# Aim of the task
Output the records. Match them exactly.

++++ Input

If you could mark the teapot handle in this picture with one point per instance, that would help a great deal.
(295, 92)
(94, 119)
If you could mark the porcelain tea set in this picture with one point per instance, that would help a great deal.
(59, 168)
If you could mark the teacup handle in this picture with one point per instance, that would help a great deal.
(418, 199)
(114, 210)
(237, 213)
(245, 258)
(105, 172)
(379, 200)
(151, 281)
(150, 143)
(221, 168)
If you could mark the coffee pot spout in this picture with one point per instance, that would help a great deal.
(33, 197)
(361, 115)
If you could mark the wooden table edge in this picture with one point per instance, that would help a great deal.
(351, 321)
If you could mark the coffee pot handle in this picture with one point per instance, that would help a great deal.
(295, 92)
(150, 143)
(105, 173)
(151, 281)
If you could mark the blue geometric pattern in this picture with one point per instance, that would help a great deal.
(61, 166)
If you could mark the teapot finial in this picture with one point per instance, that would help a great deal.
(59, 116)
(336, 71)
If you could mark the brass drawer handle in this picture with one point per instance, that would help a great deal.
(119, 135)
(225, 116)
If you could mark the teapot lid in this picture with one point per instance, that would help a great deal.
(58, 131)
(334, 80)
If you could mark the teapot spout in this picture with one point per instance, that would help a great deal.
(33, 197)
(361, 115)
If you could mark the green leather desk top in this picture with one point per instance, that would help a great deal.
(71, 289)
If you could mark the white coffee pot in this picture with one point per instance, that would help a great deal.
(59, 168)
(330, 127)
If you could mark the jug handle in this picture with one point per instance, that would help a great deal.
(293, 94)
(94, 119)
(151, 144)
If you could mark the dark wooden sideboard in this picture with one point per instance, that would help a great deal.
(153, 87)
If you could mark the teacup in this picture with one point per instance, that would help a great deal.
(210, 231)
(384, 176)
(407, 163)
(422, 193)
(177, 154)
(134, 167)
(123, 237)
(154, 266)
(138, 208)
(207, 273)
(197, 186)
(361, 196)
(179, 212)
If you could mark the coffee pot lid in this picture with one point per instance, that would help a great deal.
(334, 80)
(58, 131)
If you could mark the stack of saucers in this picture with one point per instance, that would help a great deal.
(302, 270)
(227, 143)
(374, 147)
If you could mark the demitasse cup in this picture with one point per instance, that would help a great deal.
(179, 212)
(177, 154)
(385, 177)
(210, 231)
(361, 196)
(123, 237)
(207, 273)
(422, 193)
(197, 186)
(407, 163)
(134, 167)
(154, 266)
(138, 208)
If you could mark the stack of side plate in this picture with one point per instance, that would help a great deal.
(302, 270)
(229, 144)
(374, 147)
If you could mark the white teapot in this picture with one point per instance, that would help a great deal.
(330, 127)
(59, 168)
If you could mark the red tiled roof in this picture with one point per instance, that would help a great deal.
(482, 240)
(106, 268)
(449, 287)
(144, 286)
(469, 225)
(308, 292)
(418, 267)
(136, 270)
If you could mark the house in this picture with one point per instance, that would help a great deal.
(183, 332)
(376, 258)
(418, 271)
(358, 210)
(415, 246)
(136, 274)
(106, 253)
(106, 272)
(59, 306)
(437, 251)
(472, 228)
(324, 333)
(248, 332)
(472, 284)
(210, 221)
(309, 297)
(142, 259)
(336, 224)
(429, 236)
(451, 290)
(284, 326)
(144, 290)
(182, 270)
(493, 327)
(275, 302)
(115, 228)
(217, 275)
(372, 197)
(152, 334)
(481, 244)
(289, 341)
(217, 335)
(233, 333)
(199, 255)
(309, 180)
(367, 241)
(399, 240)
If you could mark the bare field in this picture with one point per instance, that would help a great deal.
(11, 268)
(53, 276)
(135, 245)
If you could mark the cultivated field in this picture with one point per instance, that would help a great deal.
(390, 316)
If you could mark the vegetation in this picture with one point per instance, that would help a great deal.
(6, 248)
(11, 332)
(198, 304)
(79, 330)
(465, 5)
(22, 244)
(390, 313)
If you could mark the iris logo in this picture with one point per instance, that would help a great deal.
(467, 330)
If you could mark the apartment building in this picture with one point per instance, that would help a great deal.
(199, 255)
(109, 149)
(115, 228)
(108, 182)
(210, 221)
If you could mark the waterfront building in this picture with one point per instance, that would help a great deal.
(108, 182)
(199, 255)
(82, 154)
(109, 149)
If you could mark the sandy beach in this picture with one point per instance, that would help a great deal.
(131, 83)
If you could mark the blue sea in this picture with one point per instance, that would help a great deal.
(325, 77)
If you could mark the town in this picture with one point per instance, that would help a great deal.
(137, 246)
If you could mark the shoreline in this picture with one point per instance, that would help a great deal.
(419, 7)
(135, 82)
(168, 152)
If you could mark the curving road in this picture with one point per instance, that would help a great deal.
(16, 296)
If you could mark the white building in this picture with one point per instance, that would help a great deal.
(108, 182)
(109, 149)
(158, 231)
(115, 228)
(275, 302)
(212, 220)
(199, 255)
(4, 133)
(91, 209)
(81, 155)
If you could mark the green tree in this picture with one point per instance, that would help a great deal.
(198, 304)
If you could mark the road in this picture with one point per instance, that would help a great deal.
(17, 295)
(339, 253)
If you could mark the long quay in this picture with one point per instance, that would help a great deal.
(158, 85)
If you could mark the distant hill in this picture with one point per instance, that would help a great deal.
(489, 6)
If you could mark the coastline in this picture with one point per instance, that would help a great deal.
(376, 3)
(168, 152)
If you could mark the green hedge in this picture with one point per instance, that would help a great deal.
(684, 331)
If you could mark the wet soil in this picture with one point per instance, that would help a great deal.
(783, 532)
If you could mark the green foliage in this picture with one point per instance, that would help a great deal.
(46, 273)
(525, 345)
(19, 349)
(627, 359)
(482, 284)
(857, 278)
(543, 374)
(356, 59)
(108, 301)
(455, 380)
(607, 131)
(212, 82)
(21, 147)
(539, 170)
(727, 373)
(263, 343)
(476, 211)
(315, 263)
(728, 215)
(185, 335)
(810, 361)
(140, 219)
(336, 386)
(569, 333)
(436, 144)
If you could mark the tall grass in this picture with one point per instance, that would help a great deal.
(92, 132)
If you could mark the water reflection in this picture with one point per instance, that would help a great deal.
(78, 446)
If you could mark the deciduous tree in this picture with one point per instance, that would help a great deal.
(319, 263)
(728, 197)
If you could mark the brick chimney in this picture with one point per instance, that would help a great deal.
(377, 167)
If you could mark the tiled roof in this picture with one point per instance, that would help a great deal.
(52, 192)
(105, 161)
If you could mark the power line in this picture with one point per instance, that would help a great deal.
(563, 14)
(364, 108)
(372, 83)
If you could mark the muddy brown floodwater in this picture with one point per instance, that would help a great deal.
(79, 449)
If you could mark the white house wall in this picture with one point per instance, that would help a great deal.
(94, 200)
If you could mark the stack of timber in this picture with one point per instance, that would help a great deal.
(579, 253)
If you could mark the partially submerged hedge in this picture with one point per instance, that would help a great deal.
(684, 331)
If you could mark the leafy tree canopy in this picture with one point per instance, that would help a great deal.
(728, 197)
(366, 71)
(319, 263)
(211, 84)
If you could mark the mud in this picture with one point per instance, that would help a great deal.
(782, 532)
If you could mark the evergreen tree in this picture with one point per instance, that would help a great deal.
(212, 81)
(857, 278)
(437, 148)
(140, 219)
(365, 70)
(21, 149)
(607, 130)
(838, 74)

++++++++

# Answer to this problem
If you could mark the teapot handle in this picture with one point per instance, that would help a great deal.
(295, 92)
(94, 119)
If you could mark the porcelain tea set in this picture with one point per instance, that would help a great deal.
(59, 168)
If you could mark the teacup handle in this picture with one point per instance, that would help a great deal.
(418, 199)
(114, 210)
(237, 213)
(245, 258)
(105, 172)
(379, 200)
(151, 281)
(150, 143)
(221, 168)
If you could mark the coffee pot spout in this picture with one point per instance, that would help a great deal.
(33, 197)
(361, 115)
If you could mark the wooden table edge in this picture with one point per instance, that would help a great deal.
(351, 321)
If you could mark the coffee pot handle in this picture with one point per instance, that would help a great deal.
(295, 92)
(150, 143)
(105, 173)
(151, 281)
If you could mark the blue geometric pattern in this picture with one point per instance, that would help a great deal.
(61, 166)
If you could mark the teapot finial in this picture with one point per instance, that would help a great deal.
(59, 116)
(336, 71)
If you could mark the brass drawer handle in this picture with one point per instance, that would help a great deal.
(119, 135)
(225, 116)
If you could mark the teapot lid in this picture with one point per instance, that would help a great deal.
(58, 131)
(334, 80)
If you could mark the teapot spout in this picture with one point per instance, that would help a great deal.
(33, 197)
(361, 115)
If you could mark the green leather desk top in this picture with one point per instance, that would help a great deal.
(71, 289)
If you could mark the white coffee pot in this picture with one point per instance, that would help a great deal.
(59, 168)
(330, 127)
If you could mark the jug handle in this picture with one point per instance, that would help a great deal.
(293, 94)
(94, 119)
(151, 144)
If you could mark the dark wooden sideboard in this picture with one point per instance, that would help a great deal.
(153, 87)
If you could mark the teacup in this picture with one point per instance, that would help a great deal.
(210, 231)
(384, 176)
(407, 163)
(422, 193)
(177, 154)
(134, 167)
(123, 237)
(154, 266)
(138, 208)
(207, 273)
(197, 186)
(361, 196)
(179, 212)
If you could mark the coffee pot lid in this picture with one point per instance, that would help a great deal.
(334, 80)
(58, 131)
If you could mark the stack of saucers in this picture with one point per instance, that would help a great deal.
(302, 270)
(227, 143)
(374, 147)
If you could mark the demitasse cup in this picture with one point per instance, that would help a great deal.
(179, 212)
(177, 154)
(385, 177)
(210, 231)
(361, 196)
(123, 237)
(207, 273)
(422, 193)
(197, 186)
(407, 163)
(134, 167)
(154, 266)
(138, 208)
If you could mark the stack of side plate in this picture with one point per instance, that would help a great deal.
(302, 270)
(229, 144)
(374, 147)
If you could mark the white teapot in this picture with one point per instance, that would help a great deal.
(330, 127)
(59, 168)
If you could mark the red tiled roof in this picture with one point per instance, that would help a great deal.
(482, 240)
(106, 268)
(449, 287)
(144, 286)
(469, 225)
(308, 292)
(418, 267)
(136, 270)
If you could mark the house in this picture with one point per instance, that would help a great deal.
(183, 332)
(376, 258)
(418, 271)
(358, 210)
(415, 246)
(136, 274)
(106, 253)
(106, 272)
(59, 306)
(437, 251)
(472, 228)
(324, 333)
(248, 332)
(472, 284)
(210, 221)
(309, 297)
(142, 259)
(336, 224)
(429, 236)
(451, 290)
(284, 326)
(144, 290)
(182, 270)
(493, 327)
(275, 302)
(115, 228)
(217, 275)
(372, 197)
(152, 334)
(481, 244)
(289, 341)
(217, 335)
(233, 333)
(199, 255)
(309, 180)
(367, 241)
(399, 240)
If you could mark the bare field in this picture with one point per instance, that would help a great deal.
(11, 268)
(53, 276)
(135, 245)
If you could mark the cultivated field in this picture with one point per instance, that would help a great deal.
(390, 316)
If you could mark the vegetation in this picture with one point per instance, that would help a great deal.
(6, 248)
(11, 332)
(198, 304)
(79, 330)
(465, 5)
(22, 244)
(390, 313)
If you could mark the iris logo in this picture with one point per instance, that would help a great deal.
(467, 330)
If you could mark the apartment building in this picture with one point per instance, that would help a great deal.
(199, 255)
(109, 149)
(115, 228)
(108, 182)
(210, 221)
If you could mark the waterfront building in this picture with one point per instance, that would help a great deal.
(108, 182)
(199, 255)
(82, 154)
(109, 149)
If you could mark the sandy beach in this picture with one point per instance, that would help a great deal.
(131, 83)
If you could mark the blue sea in this picture with one point per instance, that would help a great deal.
(325, 77)
If you could mark the town in this picture with one point per instance, that would help a great deal.
(137, 246)
If you could mark the shoreline in this picture with one point per instance, that would help a great deal.
(419, 7)
(135, 82)
(168, 152)
If you could mark the curving road in this picture with one point per instance, that would help a great deal.
(16, 296)
If you could mark the white building in this picture with one point per instance, that would help a great deal.
(108, 182)
(109, 149)
(158, 231)
(115, 228)
(275, 302)
(212, 220)
(199, 255)
(4, 133)
(91, 209)
(81, 155)
If you could mark the green tree in this picture with one point per instance, that would help a great deal.
(198, 304)
If you could mark the road in this picture with one point per instance, that would help a great deal.
(17, 295)
(339, 253)
If you could mark the long quay in this picture with one point per instance, that would help a great deal.
(158, 85)
If you could mark the distant hill in this picture with one point per instance, that would help a great deal.
(489, 6)
If you could mark the coastline in this picture with one point per instance, that would help a great deal.
(376, 3)
(168, 152)
If you could mark the green hedge in this picture with one point per instance, that would help a great deal.
(684, 331)
If you could mark the wet soil in this picture with one point per instance, that would help a great deal.
(783, 532)
If you could mark the green foliage in this picture with one point per instance, that would help a great deal.
(46, 273)
(525, 345)
(19, 349)
(627, 359)
(482, 284)
(857, 278)
(543, 374)
(356, 59)
(108, 301)
(455, 380)
(607, 131)
(212, 82)
(21, 147)
(539, 170)
(727, 373)
(263, 343)
(476, 211)
(315, 263)
(728, 215)
(185, 335)
(810, 361)
(140, 219)
(336, 386)
(569, 333)
(436, 144)
If you could mark the tall grass in this picture with one point per instance, that would help a great deal.
(92, 132)
If you could mark the water reflection in this picture with one point per instance, that would help a great deal.
(78, 446)
If you could mark the deciduous tree in this picture with one point per instance, that would help a great deal.
(319, 263)
(728, 197)
If you could mark the brick chimney in this picture with one point per instance, that would help a great deal.
(377, 167)
If you could mark the tiled roof in this picture with one point per instance, that would help a great deal.
(52, 192)
(105, 161)
If you could mark the power line in this picture with one point per instance, that would help a great deal.
(563, 14)
(364, 108)
(372, 83)
If you could mark the muddy brown floodwater in this picture with one point per instance, that would help a great deal.
(79, 449)
If you could mark the white house wall in this picture with one point per instance, that would help a great deal.
(94, 200)
If you could mark the stack of timber in this picture with one point per instance, that would help a great deal.
(579, 253)
If you could mark the partially submerged hedge in this picture with one point per instance, that would help a great deal.
(684, 331)
If you could mark the leafy tree canopy in this picture with one point per instance, that would help a great deal.
(728, 197)
(366, 71)
(319, 263)
(211, 84)
If you could mark the mud in this picture with one point per instance, that would help a great deal.
(782, 532)
If you could mark the evergreen tree in this picture with one point per instance, that would help a great deal.
(212, 81)
(857, 278)
(437, 148)
(140, 219)
(365, 70)
(21, 149)
(607, 130)
(838, 74)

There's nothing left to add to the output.